> [TASK ITEM]
Below is a set of records. Repeat them verbatim without the pictures.

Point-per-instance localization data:
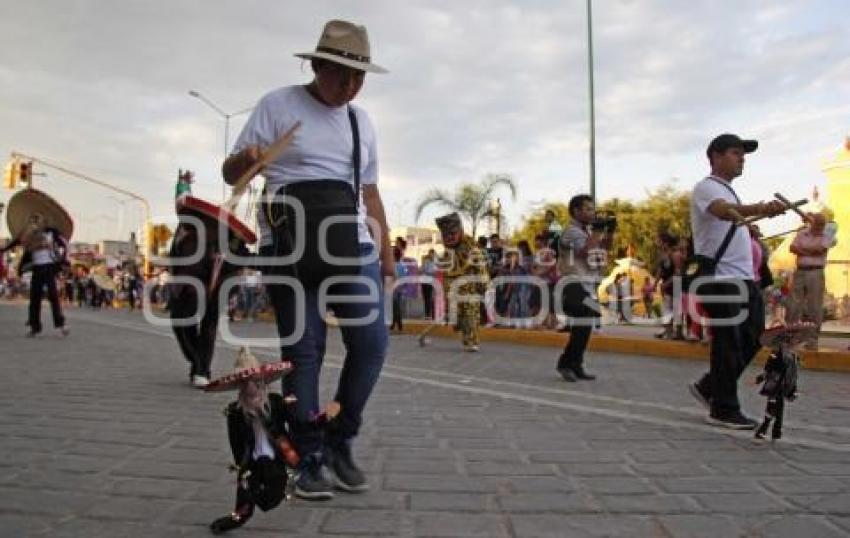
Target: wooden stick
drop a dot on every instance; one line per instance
(266, 156)
(780, 234)
(794, 206)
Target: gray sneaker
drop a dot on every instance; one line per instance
(348, 476)
(312, 484)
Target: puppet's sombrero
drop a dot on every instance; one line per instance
(793, 333)
(212, 215)
(248, 367)
(103, 282)
(26, 203)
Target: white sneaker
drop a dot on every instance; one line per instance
(199, 381)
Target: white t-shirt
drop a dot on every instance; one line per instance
(321, 149)
(44, 255)
(709, 231)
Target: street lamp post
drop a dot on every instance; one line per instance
(226, 115)
(591, 99)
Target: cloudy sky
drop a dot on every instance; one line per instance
(476, 86)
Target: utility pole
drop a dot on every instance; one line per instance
(591, 99)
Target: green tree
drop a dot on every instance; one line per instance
(638, 223)
(471, 200)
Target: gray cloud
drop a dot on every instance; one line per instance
(475, 86)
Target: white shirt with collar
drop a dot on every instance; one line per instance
(709, 231)
(321, 149)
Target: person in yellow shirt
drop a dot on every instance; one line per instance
(466, 278)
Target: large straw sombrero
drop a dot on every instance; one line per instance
(28, 202)
(791, 334)
(212, 215)
(247, 367)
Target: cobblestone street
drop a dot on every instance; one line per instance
(104, 437)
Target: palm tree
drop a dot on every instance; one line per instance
(470, 200)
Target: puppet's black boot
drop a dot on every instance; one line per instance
(243, 512)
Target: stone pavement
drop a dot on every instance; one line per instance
(103, 437)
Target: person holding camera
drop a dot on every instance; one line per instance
(583, 250)
(737, 318)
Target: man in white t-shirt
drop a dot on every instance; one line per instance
(322, 150)
(714, 208)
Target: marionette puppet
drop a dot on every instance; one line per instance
(779, 378)
(258, 429)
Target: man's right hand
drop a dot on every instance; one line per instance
(239, 163)
(772, 208)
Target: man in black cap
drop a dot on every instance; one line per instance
(737, 325)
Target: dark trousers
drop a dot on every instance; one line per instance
(197, 342)
(44, 275)
(365, 348)
(428, 299)
(732, 346)
(397, 313)
(583, 318)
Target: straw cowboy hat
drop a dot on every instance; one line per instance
(247, 367)
(28, 203)
(344, 43)
(186, 176)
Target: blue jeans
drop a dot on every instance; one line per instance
(365, 348)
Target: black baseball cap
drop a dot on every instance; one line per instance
(728, 141)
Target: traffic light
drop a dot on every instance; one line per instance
(11, 174)
(25, 173)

> [ANSWER TO THIS PROBLEM]
Target: wooden stick
drop a dot on every instance; one line per instance
(266, 156)
(780, 234)
(794, 206)
Target: gray sneaker
drop a dot on every instance; one line per instance
(348, 476)
(312, 484)
Target: puppet's sombrero
drop a dot on every instance; one line per instance
(793, 333)
(212, 215)
(248, 367)
(103, 282)
(26, 203)
Target: white sneaker
drop a dot on every instance; one line per instance
(199, 381)
Target: white t-shirt
drop a dot on every instance; one line per instance
(321, 149)
(44, 255)
(709, 231)
Target: street lamp post
drop a dot on every instance; one line per instance
(226, 115)
(591, 99)
Target: cloudy sky
drop a dot on every instance; one line per instance
(476, 86)
Target: utility pole
drop a dot on every instance; one line per instance
(591, 99)
Target: green tree
drop a dot on every instance; one line per instance
(638, 223)
(471, 200)
Target: gray cloud
drop a dot on every instance; one line per instance
(475, 86)
Target: white shirt with collar
drop a dot on every instance; one line per instance
(709, 231)
(321, 149)
Target: person in yellow shirt
drop a dot on every instance; one line per instance
(466, 278)
Target: large straw sombrero
drop a dot on every instance; one line per instance
(28, 202)
(791, 334)
(212, 215)
(247, 367)
Target: cobblestone street
drop a dot on every instance; one line per instance
(104, 437)
Target: palm tree
drop a dot on every instance; one line per instance
(470, 200)
Target: puppet's black boot
drop a dot on every instance; one line per instance
(243, 512)
Target: stone pavement
drop a dot on every instance; one line per instance
(103, 437)
Target: person holding camera
drop a dot on every instance; one line per instance
(583, 250)
(737, 318)
Target: man in white t-shirt
drop a dot on every instance; one line per instance
(322, 150)
(714, 208)
Target: marionette puppet
drop a dot on every instance; one line per instance
(779, 378)
(258, 429)
Target: man's right hand
drop a dot on every instance; one line per instance
(239, 163)
(772, 208)
Target: man in black cap
drop a dot on every instance; one line per instance
(737, 325)
Target: dark trousers
drop a dot on every instance; one line per instance
(197, 342)
(44, 275)
(365, 348)
(428, 299)
(732, 346)
(397, 313)
(583, 318)
Target: straw cowboy hat
drop a dot on every instance; one line per instance
(247, 367)
(28, 203)
(344, 43)
(186, 176)
Target: blue jeans
drop a dot on every instance; one line per instance
(365, 348)
Target: black baseball cap
drop a dot on every instance; one line per instance
(728, 141)
Target: traffic light
drop a dot on every instance; one line per instance
(11, 174)
(25, 173)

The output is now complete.